» Trecho do documento:
■ ■ ■ ■ ■ ■ ■
Cesan degradada margem de rio em que capta água para abastecer Grande Vitória

Empresa passou o trator na vegetação ciliar na região do Queimado, zona rural da Serra. Rio Santa Maria abastece Serra, Vitória, Cariacica e Fundão.

8 de setembro de 2022
atualizada em 8 de setembro de 2022
Vegetação da margem do rio foi destruída e solo exposto com uso de trator no local em que a empresa capta água para a Grande Vitória. Foto: Bruno Lyra 24/08/22
Vegetação da margem do rio foi destruída e solo exposto com uso de trator no local em que a empresa capta água para a Grande Vitória. Foto: Bruno Lyra 24/08/22

Principal fornecedor de água para a porção norte da Grande Vitória, o rio Santa Maria da Vitória teve suas margens degradadas perto da captação da Cesan no distrito do Queimado, zona rural da Serra. O flagrante da retirada de vegetação e exposição do solo em Área de Preservação Permanente (APP) do manancial foi feito no último dia 24 de agosto.

Num trecho ao longo de pelo menos 400 metros, logo abaixo da área da Cesan e paralelo ao rio, toda a vegetação foi arrancada com o uso de trator, deixando o solo exposto, sujeito à erosão e ao carreamento de sedimentos para o leito do Santa Maria. Apenas uma estreita faixa de árvores às margens do manancial foi mantida.

Sob o solo do local devastado, passa galeria subterrânea de concreto da Cesan que leva o líquido captado no rio para a Estação de Tratamento de Água (ETA) de Carapina e para o Complexo Industrial de Tubarão. Local que, exceto no assoalho do canal do concreto, já tinha vegetação em diferentes estágios de recuperação conforme mostram imagens recentes disponíveis no Google Earth.

De acordo com o artigo 4º da Lei Federal 12.651/12, o Código Florestal, a APP em todo o trecho deveria ser de 50 metros da margem do Santa Maria, uma vez que o rio tem leito com largura superior a 10 metros. Com as observações de campo, fotografias e imagens de satélite, a reportagem constatou que não foi respeitado o afastamento mínimo do rio. Veja o vídeo feito também no último dia 24.
■ ■ ■ ■ ■ ■ ■
» Requisitos da tarefa: Você pode reproduzir literalmente o trecho da reportagem sobre o rio Santa Maria que vai de "Num trecho ao" a "no Google Earth.", ambos incluídos? Baseie-se somente na reportagem acima.

» Material fornecido:
■ ■ ■ ■ ■ ■ ■
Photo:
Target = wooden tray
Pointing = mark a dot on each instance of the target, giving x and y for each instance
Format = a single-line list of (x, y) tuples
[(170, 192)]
■ ■ ■ ■ ■ ■ ■
» Resposta completa:
Num trecho ao longo de pelo menos 400 metros, logo abaixo da área da Cesan e paralelo ao rio, toda a vegetação foi arrancada com o uso de trator, deixando o solo exposto, sujeito à erosão e ao carreamento de sedimentos para o leito do Santa Maria. Apenas uma estreita faixa de árvores às margens do manancial foi mantida.

Sob o solo do local devastado, passa galeria subterrânea de concreto da Cesan que leva o líquido captado no rio para a Estação de Tratamento de Água (ETA) de Carapina e para o Complexo Industrial de Tubarão. Local que, exceto no assoalho do canal do concreto, já tinha vegetação em diferentes estágios de recuperação conforme mostram imagens recentes disponíveis no Google Earth.